* Supplied text:
20th Aug2013

The Look of Love – DVD

by timbaros





Paul Raymond was known as the King of Soho. He began his reign by producing saucy shows at the Windmill Theatre and then took over a club and named it after himself – The Raymond Review Bar. He also published a saucy men’s magazine called Men Only. The story of Paul Raymond and his life is expertly captured in the new movie The Look of Love. 

Raymond was famous not only for his production of nude revues but he also bought up huge swaths of Soho at a time when that part of London was very cheap, making him a millionaire many many times over.

The Look of Love focuses on his relationship with the three most important woman in his life: his wife Jean (played by Anna Friel), his lover Fiona (a very beautiful Tamsin Egertoon) and his daughter Debbie (Imogen Potts). Raymond is played by Steve Coogan, in a role perfectly suited for him.

The film begins with Raymond, who was actually born Geoffrey Quinn in Liverpool, in his early days at the Windmill, putting his nude women (which was shocking back then) on stage in various forms of artistic poses – along with a lion, thereby creating entertainment (fear, excitement) for his audiences. He gets wrapped up in an affair with one of his ‘actresses’ Fiona Richmond, while his wife Jean is at home taking care of the children. WIth his very late nights and the affair, his marriage falls apart. Meanwhile, he will do anything to make his daughter happy, and this includes creating a show around her, even though she is not much of a singer or stage actress. Unfortunately, Debbie was addicted to drugs, and her life was cut short of a drug overdose in 1992 at the age of 36. Even though Raymond had several other children, Debbie was his favorite, and when she gave him a granddaughter, Fawn, Raymond treated her as his precious little diamond.

(Data records)
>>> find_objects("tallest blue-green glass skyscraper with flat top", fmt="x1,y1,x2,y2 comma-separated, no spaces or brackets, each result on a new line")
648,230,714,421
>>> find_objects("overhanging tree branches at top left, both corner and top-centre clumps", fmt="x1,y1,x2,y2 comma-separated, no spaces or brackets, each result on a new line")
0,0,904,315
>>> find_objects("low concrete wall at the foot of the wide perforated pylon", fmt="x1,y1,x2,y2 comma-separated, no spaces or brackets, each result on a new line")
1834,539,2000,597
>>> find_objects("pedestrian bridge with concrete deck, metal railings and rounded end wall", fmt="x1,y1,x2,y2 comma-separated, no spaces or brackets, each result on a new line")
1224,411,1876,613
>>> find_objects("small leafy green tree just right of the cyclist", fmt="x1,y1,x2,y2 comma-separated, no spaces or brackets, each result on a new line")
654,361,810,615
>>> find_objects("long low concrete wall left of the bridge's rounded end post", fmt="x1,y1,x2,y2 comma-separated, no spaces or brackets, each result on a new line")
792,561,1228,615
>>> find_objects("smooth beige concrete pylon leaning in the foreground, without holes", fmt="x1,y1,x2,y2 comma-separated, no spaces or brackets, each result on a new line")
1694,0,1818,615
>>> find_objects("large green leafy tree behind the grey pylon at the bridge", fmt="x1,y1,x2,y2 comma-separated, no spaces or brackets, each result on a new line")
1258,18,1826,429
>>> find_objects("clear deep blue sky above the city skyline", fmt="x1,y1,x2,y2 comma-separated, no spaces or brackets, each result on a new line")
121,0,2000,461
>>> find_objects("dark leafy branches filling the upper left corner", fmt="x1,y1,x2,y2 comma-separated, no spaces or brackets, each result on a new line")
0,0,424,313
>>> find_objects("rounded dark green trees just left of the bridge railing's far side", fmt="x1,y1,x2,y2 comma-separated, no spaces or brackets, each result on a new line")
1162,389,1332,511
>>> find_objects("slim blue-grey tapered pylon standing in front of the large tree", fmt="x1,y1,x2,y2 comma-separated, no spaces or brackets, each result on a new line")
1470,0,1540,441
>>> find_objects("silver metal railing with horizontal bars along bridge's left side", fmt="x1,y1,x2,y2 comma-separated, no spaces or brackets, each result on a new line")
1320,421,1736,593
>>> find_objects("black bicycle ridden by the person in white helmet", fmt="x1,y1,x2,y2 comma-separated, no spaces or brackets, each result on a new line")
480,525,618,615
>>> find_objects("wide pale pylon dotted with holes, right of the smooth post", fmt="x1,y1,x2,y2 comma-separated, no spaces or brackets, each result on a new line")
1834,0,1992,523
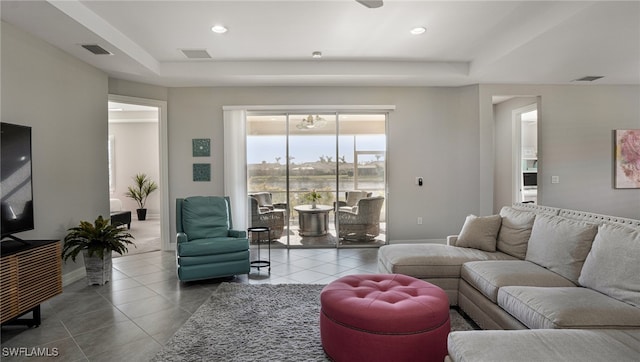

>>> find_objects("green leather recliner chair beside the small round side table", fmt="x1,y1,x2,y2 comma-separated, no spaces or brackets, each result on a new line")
176,196,250,281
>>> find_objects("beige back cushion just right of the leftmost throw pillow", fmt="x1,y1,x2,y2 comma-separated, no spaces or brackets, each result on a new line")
496,206,536,259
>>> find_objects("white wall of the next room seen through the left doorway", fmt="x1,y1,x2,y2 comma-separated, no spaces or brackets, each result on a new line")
109,122,160,218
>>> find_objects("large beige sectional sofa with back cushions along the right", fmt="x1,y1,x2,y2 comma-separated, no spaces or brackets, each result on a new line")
378,204,640,361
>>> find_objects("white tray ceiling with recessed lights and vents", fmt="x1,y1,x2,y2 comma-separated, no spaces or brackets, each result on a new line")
1,0,640,86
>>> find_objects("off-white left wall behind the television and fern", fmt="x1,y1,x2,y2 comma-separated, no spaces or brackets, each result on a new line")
0,22,109,273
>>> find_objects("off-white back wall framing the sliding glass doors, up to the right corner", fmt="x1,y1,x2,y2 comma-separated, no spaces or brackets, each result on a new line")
168,87,479,240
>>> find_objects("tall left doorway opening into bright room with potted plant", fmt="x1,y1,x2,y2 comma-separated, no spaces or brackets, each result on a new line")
108,96,170,255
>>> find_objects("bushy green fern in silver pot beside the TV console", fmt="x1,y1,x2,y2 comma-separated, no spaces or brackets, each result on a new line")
62,215,136,285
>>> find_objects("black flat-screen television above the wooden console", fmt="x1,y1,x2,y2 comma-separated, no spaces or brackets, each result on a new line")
0,122,34,238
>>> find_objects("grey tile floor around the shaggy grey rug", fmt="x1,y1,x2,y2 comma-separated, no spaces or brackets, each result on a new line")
0,245,378,362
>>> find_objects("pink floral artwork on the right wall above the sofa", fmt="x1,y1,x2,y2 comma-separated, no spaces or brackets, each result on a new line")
614,129,640,189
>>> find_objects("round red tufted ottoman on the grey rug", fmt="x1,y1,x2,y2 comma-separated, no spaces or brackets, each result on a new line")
320,274,450,362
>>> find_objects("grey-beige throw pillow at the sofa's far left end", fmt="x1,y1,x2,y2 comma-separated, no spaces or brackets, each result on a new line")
456,215,502,252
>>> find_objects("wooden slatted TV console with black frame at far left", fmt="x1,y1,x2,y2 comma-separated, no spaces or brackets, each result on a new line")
0,240,62,326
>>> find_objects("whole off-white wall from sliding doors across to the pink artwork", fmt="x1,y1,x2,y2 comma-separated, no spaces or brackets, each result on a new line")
169,86,640,245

* Exercise set:
a) Check each statement against the review of The Look of Love and answer yes or no, quoting the words from the review that decide it: (i) Raymond was born in Liverpool under the name Geoffrey Quinn. (ii) Anna Friel plays Raymond's lover Fiona. (iii) Raymond published a men's magazine called Men Only.
b) Write the next part of the review of The Look of Love, picking up after its final sentence.

* Results for the exercise:
a)
(i) Yes: "who was actually born Geoffrey Quinn in Liverpool"
(ii) No: "his wife Jean (played by Anna Friel)"
(iii) Yes: "He also published a saucy men’s magazine called Men Only."

b)
Meanwhile, Raymond continued on with his womanizing ways, bedding several women at the same time and enjoying his bachelor penthouse shag pad with a retractable skylight to look up at the moon and the stars. Raymond was THE playboy of his time, he wore expensive tailored clothes, gold and silver jewellry, had chauffers take him around town, even if it were just down the street, drank expensive champagne and always had a very attractive women or two on his arms. Raymond was also known to have spent lots of his money on cocaine, not just for himself but for his friends and hangers on as well. At the time of his death in 2008, Raymond was worth $650 million and gave it all to his granddaughters, Fawn and India Rose (they now manage his property business).

Director Michael Winterbottom has expertly captured the many eras in Paul Raymond’s life – from the 1960’s when he was married to Jean, to the 1970’s when he was with Fiona, to the 1980’s and beyond as his empire grew, through to the death of his daughter to his extra care and attention paid to his granddaughter. Coogan, as mentioned above, is a perfect choice to play the Soho impressario Paul Raymond who is a character that is not only very interesting but was very colourful, full of life, but also a very shrewd businessman as well.

Tasmin Egerton as Fiona Richmond is especially good (and beautiful to look at) as the much younger girlfriend of Paul Raymond who changed her name from Julia Harrison to write a raunchy column for Raymond’s Men Only magazine. She does not get dragged down in the drug culture that persisted then, and is presented as a smart woman who was no man’s fool. Imogen Poots is excellent in the role as Raymond’s daughter Debbie. It is a very difficult role to play, but Poots pulls it off, allowing the audience to feel sympathy as well as encouragement for her, giving the film its emotional punch.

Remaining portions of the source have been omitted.